◆ Exercise instructions ◆
#1 Copy word for word the part of the passage on bank loans and advances from "B) Loans And" up to and including "actual amount drawn.".
#2 Write what comes next in the passage on bank loans and advances, starting after its last sentence.

◆ Reading passage ◆
>> START
Thus by creating variety of deposits, banks motivate people in a variety of ways and encourage savings in the economy.
B) Loans And Advances:
Banks not only mobilize money but also lend to its credit worthy customers for maximizing profits. Loans and Advances are granted to:
i. Business And Trade:
Commercial banks grant short-term loans to business and trade activities in following forms:
Commercial banks grant overdraft facility to current account holders Under this system a borrower is allowed to draw more than what is deposited in his account. The borrower is granted to a fixed additional amount against collateral security. Interest is charged for actual amount drawn.
b. Cash Credit:
Cash credit is given by the bank to any businessman to meet regular working capital needs, against the security of goods or personal security. Interest is charged on actual amount drawn by the customer.
c. Discounting Of Bills:
When the holder of the bill is not in a position to wait till the maturity of the bill and requires cash urgently, he sells the bill of exchange to bank. Bank advance credit by discounting bills of exchange, government securities or any other approved financial instruments. The bank purchases the instruments at a discount.
d. Money At Call:
Banks also grant loans for a very short period, generally not exceeding 7 days. Such advances are repayable immediately at a short notice hence they are called as Money at Call or Call money. These loans are given to dealers or brokers in stock market against Collateral Securities.
e. Direct Loans:
Loans are given to customers against the security of moveable properties. Their maturity varies from 1 to 10 years. Interest has to be paid on entire loan amount sanctioned. Loans are of many types like :- personal loans, term loans, call loans, participative loans, collateral loans etc.
>> END
◆ Source data ◆
>> START
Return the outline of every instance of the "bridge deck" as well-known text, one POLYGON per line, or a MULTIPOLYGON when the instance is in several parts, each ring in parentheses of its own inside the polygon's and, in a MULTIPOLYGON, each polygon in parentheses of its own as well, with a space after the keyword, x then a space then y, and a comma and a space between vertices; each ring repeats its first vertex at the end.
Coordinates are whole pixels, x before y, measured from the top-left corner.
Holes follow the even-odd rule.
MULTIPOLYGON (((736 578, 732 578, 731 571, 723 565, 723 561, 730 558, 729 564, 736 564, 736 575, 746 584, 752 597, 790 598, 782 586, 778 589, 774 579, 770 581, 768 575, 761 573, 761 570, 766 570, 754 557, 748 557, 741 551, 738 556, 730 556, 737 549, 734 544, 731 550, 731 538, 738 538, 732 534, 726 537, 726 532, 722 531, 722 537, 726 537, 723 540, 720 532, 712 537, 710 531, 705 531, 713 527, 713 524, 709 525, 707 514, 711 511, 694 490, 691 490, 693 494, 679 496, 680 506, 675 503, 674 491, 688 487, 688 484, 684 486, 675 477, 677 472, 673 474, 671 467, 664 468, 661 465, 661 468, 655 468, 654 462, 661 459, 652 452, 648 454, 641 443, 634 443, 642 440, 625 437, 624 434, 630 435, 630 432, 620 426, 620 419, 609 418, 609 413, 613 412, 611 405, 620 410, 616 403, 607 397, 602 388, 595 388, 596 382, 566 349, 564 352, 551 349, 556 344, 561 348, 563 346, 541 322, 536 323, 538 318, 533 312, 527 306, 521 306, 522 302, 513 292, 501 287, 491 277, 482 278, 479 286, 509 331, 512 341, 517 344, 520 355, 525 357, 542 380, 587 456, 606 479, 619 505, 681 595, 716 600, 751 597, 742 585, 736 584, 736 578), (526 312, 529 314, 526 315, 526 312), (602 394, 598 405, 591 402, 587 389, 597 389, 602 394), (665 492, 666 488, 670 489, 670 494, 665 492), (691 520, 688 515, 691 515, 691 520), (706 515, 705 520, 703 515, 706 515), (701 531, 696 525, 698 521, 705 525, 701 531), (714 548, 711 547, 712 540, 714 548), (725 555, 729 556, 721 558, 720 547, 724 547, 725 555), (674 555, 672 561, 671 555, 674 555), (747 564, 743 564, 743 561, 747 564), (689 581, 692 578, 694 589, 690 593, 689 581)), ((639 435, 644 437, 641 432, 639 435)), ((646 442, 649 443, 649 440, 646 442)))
>> END
◆ Solved problems ◆
#1
B) Loans And Advances:
Banks not only mobilize money but also lend to its credit worthy customers for maximizing profits. Loans and Advances are granted to:
i. Business And Trade:
Commercial banks grant short-term loans to business and trade activities in following forms:
Commercial banks grant overdraft facility to current account holders Under this system a borrower is allowed to draw more than what is deposited in his account. The borrower is granted to a fixed additional amount against collateral security. Interest is charged for actual amount drawn.

#2
ii. Loans to Agriculture:
Banks grant short-term credit to agriculture at a lower rate of interest. Loans are granted for irrigation, purchase of equipments, inputs, cattle etc.
iii. Loans To Industries:
Banks grant secured loans to small and medium scale industries to meet their working capital needs. The time period may be from one to five years. It may be in the form of Overdraft, cash credit or direct loan.
iv. Loans To Foreign Trade:
Loans are granted to export and import in the form of direct loans, discounting of bills, guarantee for deferred payments etc. Here the rate of interest is low.
v. Consumer Credit/Personal loans:
Banks also grant credit to household in a limited amount to buy some durable consumer goods like television sets, refrigerators, washing machine etc. Such consumer credit is repayable in installments. Under 20-point programme, the scope of consumer credit has been extended to cover expenses on marriage, funeral etc., as well.
vi. Miscellaneous Advances:
Banks also gives advances like packing credits to exporters, export bill purchased or discounted, import finance, finance to self-employed, credit to weaker sections of society at concessional rates etc.
2. Secondary/Non-banking Functions:
Banks gives various forms of services to public. Such services are termed as non- banking or secondary functions:
A) Agency Services:
Banks perform certain functions on behalf of their customers. While performing these services, banks act as agents to their customers, hence these are called as agency services. Important agency functions are:
Commercial banks collect cheques, drafts, bills, promissory notes, dividends, subscriptions, rents and any other receipts which are to be received by the customer. For these services banks charge a nominal amount.
Banks also makes payments on behalf of their customers like paying insurance premium, rent, taxes, electricity and telephone bills etc for such services commission is charged.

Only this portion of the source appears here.